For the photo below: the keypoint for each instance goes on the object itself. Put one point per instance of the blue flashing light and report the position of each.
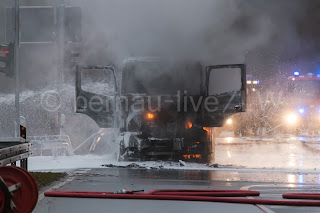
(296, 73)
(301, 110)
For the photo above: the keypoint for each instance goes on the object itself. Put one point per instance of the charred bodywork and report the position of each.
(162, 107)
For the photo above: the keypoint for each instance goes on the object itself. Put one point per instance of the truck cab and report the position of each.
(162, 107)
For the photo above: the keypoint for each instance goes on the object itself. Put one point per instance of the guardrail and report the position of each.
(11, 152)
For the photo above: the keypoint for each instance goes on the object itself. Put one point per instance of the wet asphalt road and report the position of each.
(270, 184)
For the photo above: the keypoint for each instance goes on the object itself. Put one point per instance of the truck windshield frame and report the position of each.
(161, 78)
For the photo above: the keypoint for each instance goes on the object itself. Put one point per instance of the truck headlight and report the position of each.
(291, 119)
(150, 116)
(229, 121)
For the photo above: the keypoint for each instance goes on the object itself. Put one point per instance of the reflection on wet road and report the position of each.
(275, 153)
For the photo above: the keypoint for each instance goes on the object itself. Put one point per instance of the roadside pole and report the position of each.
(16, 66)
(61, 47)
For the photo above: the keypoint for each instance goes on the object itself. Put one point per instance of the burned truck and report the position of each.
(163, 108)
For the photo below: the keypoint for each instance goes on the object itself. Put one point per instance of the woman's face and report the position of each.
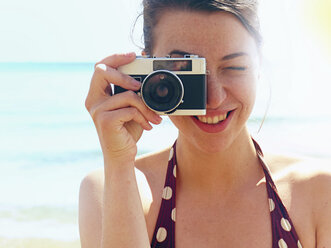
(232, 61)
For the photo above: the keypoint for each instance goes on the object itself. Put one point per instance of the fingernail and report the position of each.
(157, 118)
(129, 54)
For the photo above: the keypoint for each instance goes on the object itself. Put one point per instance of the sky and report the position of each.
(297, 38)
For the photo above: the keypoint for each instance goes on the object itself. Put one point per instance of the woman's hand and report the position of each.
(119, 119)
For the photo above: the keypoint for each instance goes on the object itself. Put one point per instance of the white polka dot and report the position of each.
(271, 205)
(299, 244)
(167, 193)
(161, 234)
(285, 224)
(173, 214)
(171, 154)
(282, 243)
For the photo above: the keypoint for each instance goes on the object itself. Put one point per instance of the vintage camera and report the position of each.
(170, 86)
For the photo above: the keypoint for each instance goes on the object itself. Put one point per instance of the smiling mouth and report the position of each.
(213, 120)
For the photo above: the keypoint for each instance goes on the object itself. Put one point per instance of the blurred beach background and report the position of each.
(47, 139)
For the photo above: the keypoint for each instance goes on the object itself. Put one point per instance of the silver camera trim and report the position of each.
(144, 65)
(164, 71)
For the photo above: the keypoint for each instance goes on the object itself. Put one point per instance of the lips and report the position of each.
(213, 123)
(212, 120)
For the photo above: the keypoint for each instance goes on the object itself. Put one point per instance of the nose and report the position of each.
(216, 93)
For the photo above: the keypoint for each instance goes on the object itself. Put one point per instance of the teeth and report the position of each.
--------------------------------
Retype all entries exactly; omit pictures.

For the photo below: the keypoint for each instance goes on the object itself. Put one point per instance of the blue flashing light and report the position of each.
(296, 73)
(301, 110)
For the photo above: the keypoint for each instance goes on the object itself. Put one point per instance of the charred bodywork and report the position of each.
(162, 107)
For the photo above: the keypoint for each instance goes on the object itself. Put one point per instance of the truck cab and report the position of each.
(162, 107)
For the photo above: the keypoint for each instance goes on the object itself. Put one point per instance of the guardrail and report the position of each.
(11, 152)
For the photo above: the keypoint for each instance goes on the object itself. Put one point per instance of the wet asphalt road and report the position of each.
(270, 184)
For the photo above: the keypoint for each instance goes on the object itself. Put one point per instance of the truck windshield frame and report the position of each.
(161, 78)
For the photo above: the keypoint for each instance goes on the object itself. Put one point per instance of the truck headlight and report the position of each.
(291, 119)
(150, 116)
(229, 121)
For the photo above: the keypoint for each instance goes on the object itself. Put one point per instance of the reflection on wet road and report the position of each.
(275, 153)
For the photo above: the keypoint for each instance goes on the object itself. Put one point per instance of the roadside pole and report the position of each.
(16, 66)
(61, 47)
For the photo above: the keypoint for each instance goes on the object itself. Put one point per instance of the burned truck and report the position of each.
(163, 108)
For the photo below: the keypoint for each instance goes on the object itself. Put one point per instance of the woman's face and report the position of each.
(232, 61)
For the photo above: the keypoint for each instance goes on the object itself. Put one point per instance of the fingernail and report the position of each.
(157, 118)
(129, 54)
For the photo above: the keypoint for each instance goes on the object itself. Put one point per instance of the sky and report the position of each.
(297, 38)
For the photo above: the keypoint for each instance goes on the object itself. Put one point per instance of the woman's hand and report the position of each.
(119, 119)
For the photo above: the keypoint for each instance goes on the object itself. Put one point per instance of the white polka dot and report the position of each.
(271, 205)
(299, 244)
(167, 193)
(161, 234)
(285, 224)
(173, 214)
(171, 154)
(282, 243)
For the photo above: the keypoint for each instance goes on the object itself. Put one point per instance of the vintage camera and report the position of each.
(170, 86)
For the photo above: the keypoint for each instance goes on the object itself. Put one point per instance of the smiling mouth and report the position of each.
(213, 120)
For the photo above: the keypoint for each instance goes on the object itself. Put one point per instance of the blurred beach background and report the position of each.
(47, 139)
For the photo above: the keypoint for each instance goes on the object itself. Put one point per instance of the silver camera trim and report the position of each.
(144, 65)
(164, 71)
For the photo above: the keypoint for each instance goes on the object itself. Put one point per instance of the lips and report the position of each.
(213, 123)
(212, 120)
For the photo above: the keypoint for each instance goes on the object itself. Put one point per instance of the nose and report the position of each.
(216, 93)
For the photo above: the keypoint for each instance goes on the object itself. Put one point per instance of the teeth and report the position of each.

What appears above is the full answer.